Best of 2018 Schedule:
December 10: #100 – 81
December 11: #80 – 61
December 12: #60 – 41

December 13: #40 – 21

December 14: #20 – 1


Cruel Magic

In what’s become one of metal’s most surprising second acts, NWOBHM pioneers Satan have now made three albums since reforming in 2011—one more than they released during their original ’80s run. Cruel Magic is the best of the reunion-era albums, a sinewy riff machine that pays homage to the history of the band (and genre) without being in thrall to nostalgia. Frontman Brian Ross, 64 years young, has never sounded better or more energized, and the band matches his vigor on rippers like “Into the Mouth of Eternity” and “Death Knell for a King.”

-Brad Sanders


Maghreb United

The bewitching Saharan chant that opens Maghreb United still sounds spellbinding six months after its summer release, and the rest of the album ably maintains that hypnotic mood. On its 10 pulsing songs, feverish electronic grooves cast a flickering light against whirling pan flutes and snakelike guitars, augmented by star turns from vocalist Cheb Hassen Tej from Tunisia, Mehdi Nassouli from Morocco, and Sofiane Saidi from Algeria. Mahgreb United’s unlikely—but utterly perfect—fusion of dance music and desert blues results in the year’s trippiest album, one that will surely continue to soundtrack psychedelic fever dreams well into 2019.

◇ ◇ ◇ ◇

Challenge 1:
Answer these questions about the Best of 2018 list:
(a) In what year did Satan reform?
(b) How many songs are on Maghreb United?
(c) On what date does the schedule place entries #20 – 1?
Challenge 2: Please give again the part of the Best of 2018 list that starts at "The bewitching Saharan" and ends after "well into 2019.".
Challenge 3: Carry on the Best of 2018 list from where it stops.

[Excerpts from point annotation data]

◇ ◇ ◇ ◇

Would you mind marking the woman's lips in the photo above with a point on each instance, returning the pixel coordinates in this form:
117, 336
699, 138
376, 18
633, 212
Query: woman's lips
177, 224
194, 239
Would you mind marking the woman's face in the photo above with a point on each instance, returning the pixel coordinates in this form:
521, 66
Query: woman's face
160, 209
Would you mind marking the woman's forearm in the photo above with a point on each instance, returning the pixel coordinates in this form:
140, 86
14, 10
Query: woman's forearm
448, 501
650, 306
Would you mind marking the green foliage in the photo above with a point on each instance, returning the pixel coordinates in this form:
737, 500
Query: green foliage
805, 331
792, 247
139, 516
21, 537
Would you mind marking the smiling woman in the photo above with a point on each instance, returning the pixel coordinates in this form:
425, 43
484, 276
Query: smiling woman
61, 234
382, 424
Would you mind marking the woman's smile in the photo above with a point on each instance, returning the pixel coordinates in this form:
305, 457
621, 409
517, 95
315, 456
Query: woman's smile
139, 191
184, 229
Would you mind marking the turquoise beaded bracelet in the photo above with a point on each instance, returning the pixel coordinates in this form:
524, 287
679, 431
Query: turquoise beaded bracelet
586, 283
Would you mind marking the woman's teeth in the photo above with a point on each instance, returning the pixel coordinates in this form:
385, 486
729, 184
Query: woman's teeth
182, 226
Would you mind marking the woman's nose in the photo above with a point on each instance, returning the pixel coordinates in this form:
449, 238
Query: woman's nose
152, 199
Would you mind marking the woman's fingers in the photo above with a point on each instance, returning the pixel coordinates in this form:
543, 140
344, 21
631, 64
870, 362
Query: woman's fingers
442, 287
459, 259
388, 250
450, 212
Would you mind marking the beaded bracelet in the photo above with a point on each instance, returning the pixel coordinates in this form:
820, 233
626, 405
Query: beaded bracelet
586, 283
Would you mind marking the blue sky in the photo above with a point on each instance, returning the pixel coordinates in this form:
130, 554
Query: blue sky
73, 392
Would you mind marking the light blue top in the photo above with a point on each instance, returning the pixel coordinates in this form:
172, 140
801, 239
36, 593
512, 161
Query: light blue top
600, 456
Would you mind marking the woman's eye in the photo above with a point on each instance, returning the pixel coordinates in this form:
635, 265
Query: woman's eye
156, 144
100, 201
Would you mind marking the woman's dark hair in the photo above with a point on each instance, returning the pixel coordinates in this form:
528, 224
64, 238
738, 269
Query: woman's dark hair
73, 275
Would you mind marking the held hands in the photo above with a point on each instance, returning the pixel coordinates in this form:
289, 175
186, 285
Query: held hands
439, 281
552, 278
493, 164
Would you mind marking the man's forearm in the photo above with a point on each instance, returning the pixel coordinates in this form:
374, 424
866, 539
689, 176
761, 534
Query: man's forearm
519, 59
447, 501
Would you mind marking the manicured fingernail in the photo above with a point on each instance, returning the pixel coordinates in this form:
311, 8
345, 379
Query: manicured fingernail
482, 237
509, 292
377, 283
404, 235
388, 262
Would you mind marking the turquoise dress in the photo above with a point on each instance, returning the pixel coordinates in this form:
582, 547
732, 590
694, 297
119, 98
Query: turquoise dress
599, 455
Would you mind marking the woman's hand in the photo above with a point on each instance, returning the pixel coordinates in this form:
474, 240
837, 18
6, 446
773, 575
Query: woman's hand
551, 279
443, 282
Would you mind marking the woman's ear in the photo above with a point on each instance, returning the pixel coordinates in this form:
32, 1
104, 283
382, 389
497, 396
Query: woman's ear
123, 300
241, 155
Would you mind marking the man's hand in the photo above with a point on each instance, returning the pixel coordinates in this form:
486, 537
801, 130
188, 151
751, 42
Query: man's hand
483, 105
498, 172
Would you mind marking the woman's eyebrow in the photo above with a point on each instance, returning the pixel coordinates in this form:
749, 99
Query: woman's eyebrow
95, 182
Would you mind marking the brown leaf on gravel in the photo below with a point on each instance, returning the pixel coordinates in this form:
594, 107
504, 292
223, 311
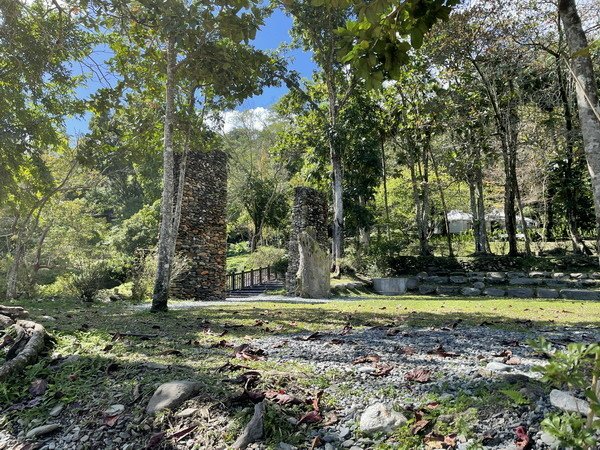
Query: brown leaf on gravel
419, 426
171, 352
154, 440
310, 417
247, 352
382, 370
441, 351
406, 351
221, 344
281, 344
374, 358
315, 400
38, 387
112, 368
182, 433
330, 419
418, 375
111, 421
317, 442
248, 397
346, 330
312, 337
450, 440
282, 398
523, 441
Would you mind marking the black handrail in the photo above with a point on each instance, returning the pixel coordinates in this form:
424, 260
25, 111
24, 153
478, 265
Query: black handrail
248, 278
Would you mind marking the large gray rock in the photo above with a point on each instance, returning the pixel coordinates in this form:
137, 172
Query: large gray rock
575, 294
380, 418
458, 279
494, 292
390, 286
42, 430
568, 403
313, 277
448, 290
547, 293
470, 292
426, 289
171, 395
520, 292
525, 281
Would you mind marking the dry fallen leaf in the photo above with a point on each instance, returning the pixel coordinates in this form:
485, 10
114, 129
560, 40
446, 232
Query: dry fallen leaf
418, 375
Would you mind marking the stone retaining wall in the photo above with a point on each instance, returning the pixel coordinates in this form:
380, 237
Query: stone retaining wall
309, 211
574, 286
202, 233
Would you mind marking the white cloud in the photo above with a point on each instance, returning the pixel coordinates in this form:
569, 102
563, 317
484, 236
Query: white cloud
255, 119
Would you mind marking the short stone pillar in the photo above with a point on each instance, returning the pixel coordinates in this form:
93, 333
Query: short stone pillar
202, 236
309, 211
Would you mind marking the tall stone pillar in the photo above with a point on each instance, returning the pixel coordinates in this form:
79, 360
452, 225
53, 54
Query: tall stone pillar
202, 236
309, 212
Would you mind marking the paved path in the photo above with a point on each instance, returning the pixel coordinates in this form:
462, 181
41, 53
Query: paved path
190, 304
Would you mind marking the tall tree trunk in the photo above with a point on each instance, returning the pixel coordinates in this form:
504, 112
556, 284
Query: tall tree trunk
385, 194
13, 271
162, 281
579, 245
484, 242
444, 207
587, 97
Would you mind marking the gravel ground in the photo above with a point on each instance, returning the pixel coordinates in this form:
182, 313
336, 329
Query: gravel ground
472, 366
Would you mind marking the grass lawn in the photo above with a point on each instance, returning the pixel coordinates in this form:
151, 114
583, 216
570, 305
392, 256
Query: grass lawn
124, 353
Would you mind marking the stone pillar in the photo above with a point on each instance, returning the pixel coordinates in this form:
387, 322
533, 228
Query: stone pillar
309, 211
202, 233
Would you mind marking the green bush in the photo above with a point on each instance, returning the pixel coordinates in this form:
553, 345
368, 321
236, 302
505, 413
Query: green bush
94, 277
577, 367
266, 256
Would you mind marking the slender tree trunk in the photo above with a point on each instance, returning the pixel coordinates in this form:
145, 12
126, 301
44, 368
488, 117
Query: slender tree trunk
13, 271
162, 281
483, 237
587, 97
385, 193
444, 207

◇ ◇ ◇ ◇

Expected output 1:
(a) 2011
(b) 10
(c) December 14

Expected output 2:
The bewitching Saharan chant that opens Maghreb United still sounds spellbinding six months after its summer release, and the rest of the album ably maintains that hypnotic mood. On its 10 pulsing songs, feverish electronic grooves cast a flickering light against whirling pan flutes and snakelike guitars, augmented by star turns from vocalist Cheb Hassen Tej from Tunisia, Mehdi Nassouli from Morocco, and Sofiane Saidi from Algeria. Mahgreb United’s unlikely—but utterly perfect—fusion of dance music and desert blues results in the year’s trippiest album, one that will surely continue to soundtrack psychedelic fever dreams well into 2019.

Expected output 3:
-Isabela Raygoza

Read our Album of the Day on Maghreb United.


Dwarfs of East Agouza
Rats Don’t Eat Synthesizers

Dwarfs of East Agouza’s Rats Don’t Eat Synthesizers is comprised of two side-long compositions featuring acoustic bass, alto sax, guitar, organ, and synthesizers, piloted by Alan Bishop of Arizona experimental royalty Sun City Girls, Cairo’s Maurice Louca, who plays in Bikya and Alif, and Egyptian psychedelic luminary Sam Shalabi. Side one is a hypnotic, psychedelic desert composition with compulsively danceable rhythm, buttressed by a slashing guitar section. Side two is less straightforward, opening with heavy, throbbing electronics before descending into groove-riddled free jazz madness. Taken together, the two halves defy genre, finding a middle ground between funk, free jazz, and noise rock and settling in for the duration.

-Jordan Reyes

Read our interview with Dwarfs of East Agouza.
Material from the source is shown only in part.